(Excerpts of location labeling data)

┌────────

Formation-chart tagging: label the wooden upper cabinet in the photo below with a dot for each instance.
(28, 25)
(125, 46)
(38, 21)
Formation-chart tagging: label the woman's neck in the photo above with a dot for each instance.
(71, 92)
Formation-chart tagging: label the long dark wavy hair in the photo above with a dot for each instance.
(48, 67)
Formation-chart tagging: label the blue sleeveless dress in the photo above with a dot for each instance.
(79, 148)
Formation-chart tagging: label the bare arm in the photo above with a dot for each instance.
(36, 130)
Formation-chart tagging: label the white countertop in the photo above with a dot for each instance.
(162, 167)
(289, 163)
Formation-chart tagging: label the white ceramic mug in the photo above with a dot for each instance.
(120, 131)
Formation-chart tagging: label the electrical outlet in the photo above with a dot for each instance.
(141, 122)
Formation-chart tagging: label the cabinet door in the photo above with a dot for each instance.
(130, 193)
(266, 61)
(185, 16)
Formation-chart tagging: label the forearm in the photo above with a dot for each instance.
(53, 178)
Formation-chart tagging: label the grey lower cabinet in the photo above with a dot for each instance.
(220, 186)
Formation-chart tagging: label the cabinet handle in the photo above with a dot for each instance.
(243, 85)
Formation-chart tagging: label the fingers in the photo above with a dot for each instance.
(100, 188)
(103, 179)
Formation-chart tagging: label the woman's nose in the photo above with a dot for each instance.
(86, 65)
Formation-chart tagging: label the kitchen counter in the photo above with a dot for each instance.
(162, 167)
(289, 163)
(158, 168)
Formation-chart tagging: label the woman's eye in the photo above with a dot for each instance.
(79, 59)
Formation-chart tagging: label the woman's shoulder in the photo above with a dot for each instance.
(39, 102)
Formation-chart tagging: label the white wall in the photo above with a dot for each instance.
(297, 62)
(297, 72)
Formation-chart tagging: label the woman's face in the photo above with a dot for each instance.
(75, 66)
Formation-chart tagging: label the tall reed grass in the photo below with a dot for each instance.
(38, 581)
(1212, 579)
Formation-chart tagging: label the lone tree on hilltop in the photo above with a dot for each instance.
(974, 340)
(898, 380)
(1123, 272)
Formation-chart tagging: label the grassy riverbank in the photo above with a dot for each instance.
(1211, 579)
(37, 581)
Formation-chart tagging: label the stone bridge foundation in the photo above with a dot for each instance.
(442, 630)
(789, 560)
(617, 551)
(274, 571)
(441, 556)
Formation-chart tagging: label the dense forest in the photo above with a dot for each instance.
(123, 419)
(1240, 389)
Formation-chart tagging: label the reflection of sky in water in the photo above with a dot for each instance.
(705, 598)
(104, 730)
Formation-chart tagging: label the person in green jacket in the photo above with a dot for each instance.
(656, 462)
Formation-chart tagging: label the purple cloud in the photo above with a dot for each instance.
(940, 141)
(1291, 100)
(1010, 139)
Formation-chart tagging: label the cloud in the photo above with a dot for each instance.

└────────

STATED EXERCISE
Above are some records; extract every one of them exactly.

WRITTEN RESPONSE
Formation-chart tagging: label the wooden upper cabinet in the photo below with a dot for each instance.
(28, 25)
(125, 46)
(38, 21)
Formation-chart tagging: label the woman's neck in the photo above with a dot for each instance.
(71, 92)
Formation-chart tagging: label the long dark wavy hair in the photo above with a dot for each instance.
(48, 67)
Formation-chart tagging: label the blue sleeveless dress in the photo above with a dot for each instance.
(79, 148)
Formation-chart tagging: label the bare arm in the photo above with a dot for each instance.
(36, 130)
Formation-chart tagging: label the white countertop in the photo above with a dot for each instance.
(162, 167)
(289, 163)
Formation-chart tagging: label the white ceramic mug in the photo above with a dot for each instance.
(120, 131)
Formation-chart tagging: label the electrical outlet in the photo above with a dot for each instance.
(141, 122)
Formation-chart tagging: label the cabinet door in the photo above with a dot for each instance.
(130, 193)
(266, 61)
(185, 16)
Formation-chart tagging: label the forearm in the photo above with a dot for each instance.
(53, 178)
Formation-chart tagging: label the grey lower cabinet in the photo above with a dot for each instance.
(220, 186)
Formation-chart tagging: label the cabinet handle in the photo above with a dot for each instance.
(243, 85)
Formation-chart tagging: label the fingers in the photo above with a dot for each instance.
(100, 188)
(103, 179)
Formation-chart tagging: label the woman's nose in the photo above with a dot for each instance.
(86, 65)
Formation-chart tagging: label the kitchen counter in the photo above with a dot for each instance.
(162, 167)
(289, 163)
(158, 168)
Formation-chart tagging: label the woman's eye in the photo above with a dot for each instance.
(79, 59)
Formation-chart tagging: label the woman's shoulder in the photo above with a dot for each instance.
(39, 102)
Formation-chart tagging: label the white wall in the photo above with a dot for each instance.
(297, 62)
(297, 72)
Formation-chart tagging: label the woman's face in the photo above with a dot for each instance.
(75, 66)
Formation-chart tagging: label the tall reed grass in the photo below with a dot for each instance.
(38, 581)
(1212, 579)
Formation-chart tagging: label the lone tree on hilltop in the photo above with a dot for each instance.
(974, 340)
(898, 380)
(1123, 272)
Formation-chart tagging: label the grassy riverbank in the photo above with a dot for each instance.
(1211, 579)
(37, 581)
Formation-chart tagging: label the stone bridge foundation in the photo above with a dot for each instance.
(442, 630)
(789, 560)
(617, 551)
(274, 571)
(441, 556)
Formation-chart tagging: label the dense forest in the photo above with a dot for each instance.
(123, 419)
(1240, 389)
Formation-chart tagging: label the reflection of sky in water in the photo above with a dot for each instance.
(705, 598)
(104, 730)
Formation-chart tagging: label the person in green jacket in the photo above with a dot for each instance.
(656, 462)
Formation-chart tagging: label the purple cloud in the photo above with a dot for each instance.
(940, 141)
(1291, 100)
(1010, 139)
Formation-chart tagging: label the cloud in the photo above with a dot for each instance.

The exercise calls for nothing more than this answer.